**Material for this exercise**
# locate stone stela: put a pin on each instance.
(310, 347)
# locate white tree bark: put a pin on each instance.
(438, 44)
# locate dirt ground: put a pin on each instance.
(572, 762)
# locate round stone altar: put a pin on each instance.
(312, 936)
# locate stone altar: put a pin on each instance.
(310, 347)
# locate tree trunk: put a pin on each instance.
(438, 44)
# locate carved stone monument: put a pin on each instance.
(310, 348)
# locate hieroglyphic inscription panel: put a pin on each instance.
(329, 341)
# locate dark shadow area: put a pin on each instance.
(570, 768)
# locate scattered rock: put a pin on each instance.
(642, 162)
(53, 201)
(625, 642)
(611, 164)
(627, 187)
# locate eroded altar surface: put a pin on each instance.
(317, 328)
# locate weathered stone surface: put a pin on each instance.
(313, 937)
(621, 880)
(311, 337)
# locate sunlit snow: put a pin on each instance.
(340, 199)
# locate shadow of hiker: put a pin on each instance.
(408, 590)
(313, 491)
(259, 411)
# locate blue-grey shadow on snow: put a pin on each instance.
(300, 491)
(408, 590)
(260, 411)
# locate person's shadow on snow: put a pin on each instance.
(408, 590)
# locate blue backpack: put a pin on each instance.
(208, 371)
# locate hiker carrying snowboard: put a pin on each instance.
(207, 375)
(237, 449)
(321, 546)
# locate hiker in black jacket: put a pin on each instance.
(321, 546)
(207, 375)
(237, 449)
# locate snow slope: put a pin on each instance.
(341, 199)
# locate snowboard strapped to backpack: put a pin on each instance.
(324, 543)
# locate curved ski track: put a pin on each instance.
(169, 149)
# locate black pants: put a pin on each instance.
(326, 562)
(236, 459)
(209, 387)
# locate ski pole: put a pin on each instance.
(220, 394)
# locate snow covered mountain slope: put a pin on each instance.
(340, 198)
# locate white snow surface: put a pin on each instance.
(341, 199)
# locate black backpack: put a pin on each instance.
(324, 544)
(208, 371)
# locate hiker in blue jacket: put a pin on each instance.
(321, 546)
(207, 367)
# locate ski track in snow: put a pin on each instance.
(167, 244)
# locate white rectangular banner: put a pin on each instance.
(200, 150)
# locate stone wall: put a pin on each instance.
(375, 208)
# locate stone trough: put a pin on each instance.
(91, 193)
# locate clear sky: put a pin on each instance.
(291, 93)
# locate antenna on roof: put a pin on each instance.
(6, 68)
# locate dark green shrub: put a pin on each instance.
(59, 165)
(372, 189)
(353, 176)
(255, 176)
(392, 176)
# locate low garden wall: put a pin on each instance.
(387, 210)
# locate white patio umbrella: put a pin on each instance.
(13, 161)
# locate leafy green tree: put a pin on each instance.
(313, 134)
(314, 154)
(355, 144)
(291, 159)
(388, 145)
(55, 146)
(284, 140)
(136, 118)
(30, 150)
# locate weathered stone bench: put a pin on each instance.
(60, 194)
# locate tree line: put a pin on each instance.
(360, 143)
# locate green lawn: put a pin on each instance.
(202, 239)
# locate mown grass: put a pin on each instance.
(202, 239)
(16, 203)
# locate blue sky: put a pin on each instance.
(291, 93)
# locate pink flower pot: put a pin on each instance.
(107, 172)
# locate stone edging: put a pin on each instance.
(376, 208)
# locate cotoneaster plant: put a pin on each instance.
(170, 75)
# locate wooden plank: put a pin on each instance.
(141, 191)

**What is being asked**
Express every line of the listing above as a JSON list of strings, with one string for each line and blank lines left out.

**Expected output**
[
  "# locate stone stela: put a pin on each instance.",
  "(310, 347)",
  "# locate white tree bark: put a pin on each instance.",
  "(438, 44)",
  "# locate dirt ground: put a pin on each instance.",
  "(572, 762)",
  "# locate round stone altar: put a pin on each instance.",
  "(312, 936)",
  "# locate stone altar: put a pin on each instance.",
  "(310, 347)",
  "# locate tree trunk: put a pin on each instance.",
  "(438, 44)",
  "# locate carved stone monument: put a pin on each instance.",
  "(310, 348)",
  "# locate hieroglyphic inscription panel: put a pin on each instance.",
  "(329, 341)",
  "# locate dark shadow area: put a pin on each instance.",
  "(570, 768)",
  "# locate scattered rock: put a pin on each instance.",
  "(642, 162)",
  "(53, 201)",
  "(625, 642)",
  "(611, 164)",
  "(627, 187)",
  "# locate eroded altar surface: put a pin on each instance.",
  "(317, 328)",
  "# locate weathered stone surface: put a pin on each instance.",
  "(313, 937)",
  "(621, 880)",
  "(311, 337)",
  "# locate sunlit snow: put a pin on each instance.",
  "(340, 199)",
  "# locate shadow of hiker: put a pin on each instance.",
  "(408, 590)",
  "(313, 491)",
  "(259, 411)",
  "# locate blue-grey shadow on snow: put a pin on each instance.",
  "(300, 491)",
  "(408, 590)",
  "(260, 411)",
  "# locate person's shadow on snow: put a pin on each instance.",
  "(408, 590)",
  "# locate blue backpack: put a pin on each instance.",
  "(208, 371)",
  "# locate hiker carrying snowboard: put a pin on each instance.",
  "(207, 375)",
  "(237, 449)",
  "(321, 546)",
  "# locate hiker in black jacket: put a pin on each instance.",
  "(321, 546)",
  "(207, 375)",
  "(237, 449)",
  "# locate snow slope: put a pin on each instance.",
  "(341, 199)",
  "# locate snowboard strapped to backpack: put a pin on each instance.",
  "(324, 543)",
  "# locate curved ski track: put a pin on each instance.",
  "(169, 149)",
  "# locate black pants: put a pin on each instance.",
  "(326, 562)",
  "(236, 459)",
  "(209, 387)",
  "# locate ski pole: put a pin on each instance.",
  "(220, 394)",
  "# locate snow covered mountain slope: put a pin on each instance.",
  "(340, 198)",
  "# locate white snow surface: put a pin on each instance.",
  "(341, 199)",
  "# locate black backpack: put a pin on each instance.",
  "(324, 544)",
  "(208, 371)",
  "# locate hiker in blue jacket: put a pin on each instance.",
  "(321, 546)",
  "(207, 367)",
  "# locate ski track in snow: put a pin on each instance.",
  "(167, 244)",
  "# locate white rectangular banner: put a pin on each instance.",
  "(200, 150)",
  "# locate stone wall: put a pin on each instance.",
  "(375, 208)",
  "# locate stone trough: put a pin on each instance.",
  "(91, 193)",
  "# locate clear sky: put a pin on each instance.",
  "(291, 93)",
  "# locate antenna on roof: put a pin on each instance.",
  "(6, 68)",
  "# locate dark green shrub: put a pin on each instance.",
  "(59, 165)",
  "(372, 189)",
  "(353, 176)",
  "(255, 176)",
  "(392, 176)",
  "# locate low garden wall: put a pin on each instance.",
  "(387, 210)",
  "# locate white patio umbrella: put a pin on each instance.",
  "(13, 161)",
  "# locate leafy green tree: put a pin on each instance.",
  "(313, 134)",
  "(314, 154)",
  "(355, 144)",
  "(291, 159)",
  "(388, 145)",
  "(55, 146)",
  "(284, 140)",
  "(136, 118)",
  "(30, 150)",
  "# locate weathered stone bench: put a pin on each instance.",
  "(60, 194)",
  "# locate tree line: put a pin on each instance.",
  "(360, 143)",
  "# locate green lawn: put a pin on each instance.",
  "(202, 239)",
  "# locate mown grass: put a pin on each instance.",
  "(202, 239)",
  "(16, 203)",
  "# locate blue sky: put a pin on each instance.",
  "(291, 93)",
  "# locate pink flower pot: put a pin on each instance.",
  "(107, 172)",
  "# locate stone edging: put a pin on each instance.",
  "(376, 208)",
  "# locate cotoneaster plant: put a pin on each instance.",
  "(170, 75)",
  "# locate wooden plank: put a pin on each instance.",
  "(141, 191)"
]